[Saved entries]
------------------------------

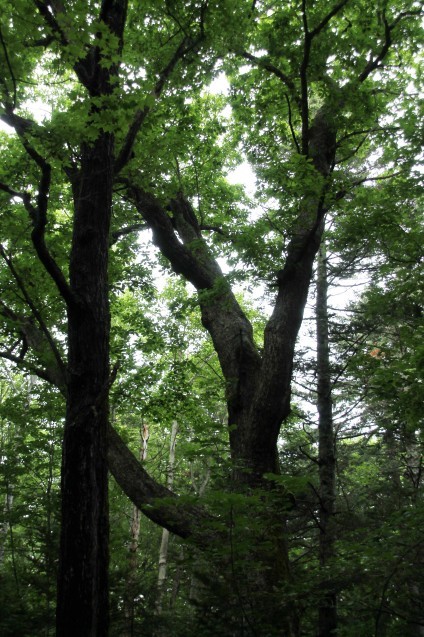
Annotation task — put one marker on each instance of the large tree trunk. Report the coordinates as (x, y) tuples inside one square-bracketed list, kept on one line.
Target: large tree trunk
[(83, 572)]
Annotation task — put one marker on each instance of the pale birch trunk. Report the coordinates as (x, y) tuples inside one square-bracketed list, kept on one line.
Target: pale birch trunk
[(135, 525), (327, 621)]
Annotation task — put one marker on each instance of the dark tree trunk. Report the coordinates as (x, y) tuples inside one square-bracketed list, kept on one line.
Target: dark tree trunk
[(83, 576), (327, 612)]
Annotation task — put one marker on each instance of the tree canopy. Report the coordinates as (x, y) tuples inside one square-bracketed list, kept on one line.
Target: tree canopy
[(141, 287)]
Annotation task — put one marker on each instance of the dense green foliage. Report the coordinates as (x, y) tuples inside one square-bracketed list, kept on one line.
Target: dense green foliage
[(323, 100)]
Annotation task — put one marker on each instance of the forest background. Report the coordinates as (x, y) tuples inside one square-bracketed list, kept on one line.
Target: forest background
[(263, 483)]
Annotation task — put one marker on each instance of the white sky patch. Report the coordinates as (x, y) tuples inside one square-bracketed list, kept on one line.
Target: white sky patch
[(243, 174)]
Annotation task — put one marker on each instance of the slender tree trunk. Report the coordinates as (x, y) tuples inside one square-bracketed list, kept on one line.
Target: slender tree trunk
[(163, 551), (135, 527), (327, 612)]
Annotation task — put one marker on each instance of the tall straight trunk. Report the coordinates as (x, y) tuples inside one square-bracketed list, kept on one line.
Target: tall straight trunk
[(135, 527), (163, 551), (83, 568), (327, 612)]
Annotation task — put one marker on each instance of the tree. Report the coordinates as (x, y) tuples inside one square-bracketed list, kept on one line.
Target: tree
[(129, 99)]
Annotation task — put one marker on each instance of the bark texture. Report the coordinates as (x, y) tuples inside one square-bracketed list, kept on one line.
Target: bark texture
[(327, 620)]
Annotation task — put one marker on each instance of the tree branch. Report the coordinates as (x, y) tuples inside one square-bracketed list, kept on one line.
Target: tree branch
[(158, 503), (34, 311), (122, 232), (267, 66), (179, 238), (186, 46), (328, 17), (9, 66)]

------------------------------

** Brief **
Would you please repeat the entries above verbatim, excluding each picture?

** Written solution **
Annotation task — put one marker on each instance of the large tree trunk. Report the coordinates as (x, y) tuples inside one square-bracketed list, kept on one line.
Target: large tree trunk
[(83, 572)]
Annotation task — put one marker on each instance of the pale birch trunk. Report the coordinates as (x, y) tuples inside one square-bracketed list, kept on one line.
Target: pale birch trunk
[(135, 525), (327, 621)]
Annotation task — put one marker on each instance of the dark tree trunk. Report the coordinates as (x, y) tuples inside one square-bracketed list, kept on one line.
Target: dark tree trunk
[(83, 576), (327, 612)]
Annotation task — put one marker on each instance of the tree canopy. Report the coordinates as (x, y) tuples inside one square-bracketed list, kept on one line.
Target: tree canopy
[(141, 287)]
Annotation task — put one marker on each instance of the dense green foliage. Report the coordinates as (x, y) tuples inside one square-bracketed list, kept on one line.
Target: dense green foliage
[(323, 100)]
Annotation task — put one marker on each instance of the forest background. Report the coordinates as (x, y) tuples inside one square-bracketed list, kept on one line.
Target: forest background
[(263, 483)]
Annotation task — put one marker on each instance of the white sky patch. Report the coordinates as (x, y) tuples inside one square-bracketed list, kept on one line.
Target: white sky patch
[(243, 174)]
Annotation task — put one marker on each instance of the slender tree trunk. Report the coordinates as (x, y) tuples inside one square-bracketed list, kept on one line.
Target: slender tree trunk
[(163, 551), (135, 527), (327, 612)]
Annotation task — put one marker on each instance of the tall straight trunk. Report the coordinates as (x, y) tuples inside one square-bracketed list, kept on one line.
Target: tall straight trunk
[(135, 527), (163, 551), (83, 568), (327, 612)]
Annotation task — put one marker on each instance of the tree. Report the coordinates as (x, y) tuples inside one square-bracketed list, kept on one line.
Target: tree
[(129, 99)]
Annotation task — put one marker on each instance of the bark texture. Report the coordinates as (x, y) tuples inside one square-bracketed list, kept on one line.
Target: bark texture
[(327, 620)]
Annotation task — put one marker on each instance of the tree branch. Report the coordinates as (x, y) tuples inside one square-bracketed list, kept on one line.
Target: tree branch
[(158, 503), (34, 311), (122, 232), (267, 66), (179, 238), (186, 46), (328, 17), (9, 66)]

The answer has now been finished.